··· TEXTE DE LA PAGE

Affirmer que le perfectionnisme est notre plus grand défaut en entrevue d'embauche n'est pas aussi inoffensif qu'il n'y paraît. En effet, le perfectionnisme excessif nuirait au rendement au travail, en plus de causer des problèmes de santé et d'affecter les relations personnelles.

Patrick est un perfectionniste. Pilote de formation, il a oeuvré durant quelques années dans le domaine du journalisme. «Des fois, je pouvais écrire deux ou trois versions de l'article, pour trouver le meilleur angle et tenter de satisfaire à la fois mon patron et le lecteur. Je ne dormais pas de la nuit à force d'essayer de trouver la meilleure tournure...», se souvient-il.

Patrick voit plutôt les défauts de son travail que ses qualités: «Après quelques années, j'ai quitté mon travail. Il me semblait que je n'étais pas particulièrement doué. Je ne crois pas que mon perfectionnisme m'a aidé. À trop vouloir bien faire...».

Retourné à ses premières amours, le pilotage, il avoue que son perfectionnisme continue à lui causer des difficultés: «Avant un vol, je fais très souvent de l'insomnie en essayant de préparer le meilleur plan de vol possible. J'arrive toujours avant mes collègues pour faire les vérifications d'usage... Et comme je suis très exigeant envers moi-même, je deviens parfois frustré envers ce que je perçois comme de la nonchalance ou de la négligence de la part du copilote.»

······

VOS CONSIGNES: Veuillez recopier à l'identique le passage du texte sur le perfectionnisme qui commence par les mots « Affirmer que le » et se termine par « les relations personnelles. ».

··· DONNÉES EXTRAITES

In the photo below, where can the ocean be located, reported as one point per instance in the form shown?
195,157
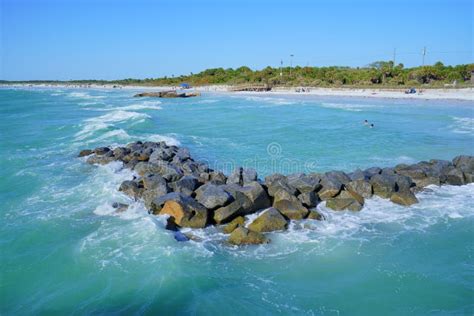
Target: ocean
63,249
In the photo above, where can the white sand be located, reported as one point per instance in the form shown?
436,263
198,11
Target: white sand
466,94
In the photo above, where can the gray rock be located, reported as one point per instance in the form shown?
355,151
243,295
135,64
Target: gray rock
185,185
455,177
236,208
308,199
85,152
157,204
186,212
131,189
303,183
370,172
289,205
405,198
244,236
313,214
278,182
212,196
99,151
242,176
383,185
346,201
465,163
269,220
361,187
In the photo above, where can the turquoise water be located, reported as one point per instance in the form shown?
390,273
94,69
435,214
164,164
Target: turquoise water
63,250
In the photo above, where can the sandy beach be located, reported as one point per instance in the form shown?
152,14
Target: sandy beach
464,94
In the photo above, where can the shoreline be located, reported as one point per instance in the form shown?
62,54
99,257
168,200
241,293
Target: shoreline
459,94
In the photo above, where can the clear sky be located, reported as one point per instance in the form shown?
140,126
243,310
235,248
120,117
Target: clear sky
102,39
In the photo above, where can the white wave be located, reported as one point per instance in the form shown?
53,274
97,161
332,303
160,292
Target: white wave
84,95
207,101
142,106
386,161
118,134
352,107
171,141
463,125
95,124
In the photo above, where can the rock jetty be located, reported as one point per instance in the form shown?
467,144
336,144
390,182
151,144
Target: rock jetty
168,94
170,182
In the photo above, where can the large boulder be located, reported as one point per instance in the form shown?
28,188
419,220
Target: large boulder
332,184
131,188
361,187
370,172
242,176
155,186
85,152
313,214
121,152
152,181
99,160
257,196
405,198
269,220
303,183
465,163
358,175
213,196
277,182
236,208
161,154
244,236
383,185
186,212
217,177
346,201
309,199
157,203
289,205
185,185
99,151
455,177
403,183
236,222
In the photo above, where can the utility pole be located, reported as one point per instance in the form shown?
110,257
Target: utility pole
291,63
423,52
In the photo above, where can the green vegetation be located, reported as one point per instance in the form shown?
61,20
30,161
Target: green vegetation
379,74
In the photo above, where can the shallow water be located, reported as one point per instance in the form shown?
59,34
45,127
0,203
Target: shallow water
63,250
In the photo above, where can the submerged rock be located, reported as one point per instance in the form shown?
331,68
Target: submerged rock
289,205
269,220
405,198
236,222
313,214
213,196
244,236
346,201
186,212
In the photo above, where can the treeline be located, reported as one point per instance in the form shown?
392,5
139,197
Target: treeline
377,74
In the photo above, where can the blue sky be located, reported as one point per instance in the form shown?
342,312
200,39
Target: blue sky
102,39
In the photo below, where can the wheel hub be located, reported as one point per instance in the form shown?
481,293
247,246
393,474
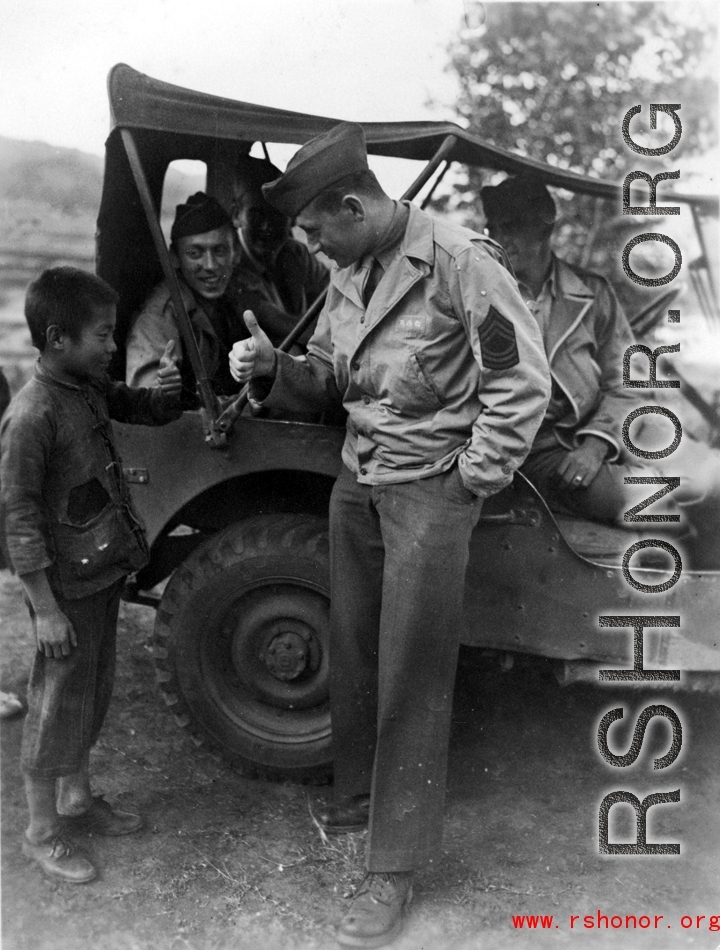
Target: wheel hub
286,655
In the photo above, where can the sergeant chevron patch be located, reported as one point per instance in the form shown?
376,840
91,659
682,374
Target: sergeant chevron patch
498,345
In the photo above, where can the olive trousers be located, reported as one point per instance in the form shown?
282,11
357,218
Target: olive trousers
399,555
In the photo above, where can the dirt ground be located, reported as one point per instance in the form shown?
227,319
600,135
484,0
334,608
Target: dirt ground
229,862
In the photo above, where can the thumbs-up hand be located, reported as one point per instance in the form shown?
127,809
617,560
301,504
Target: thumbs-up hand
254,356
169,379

······

RÉPONSE FINALE:
Affirmer que le perfectionnisme est notre plus grand défaut en entrevue d'embauche n'est pas aussi inoffensif qu'il n'y paraît. En effet, le perfectionnisme excessif nuirait au rendement au travail, en plus de causer des problèmes de santé et d'affecter les relations personnelles.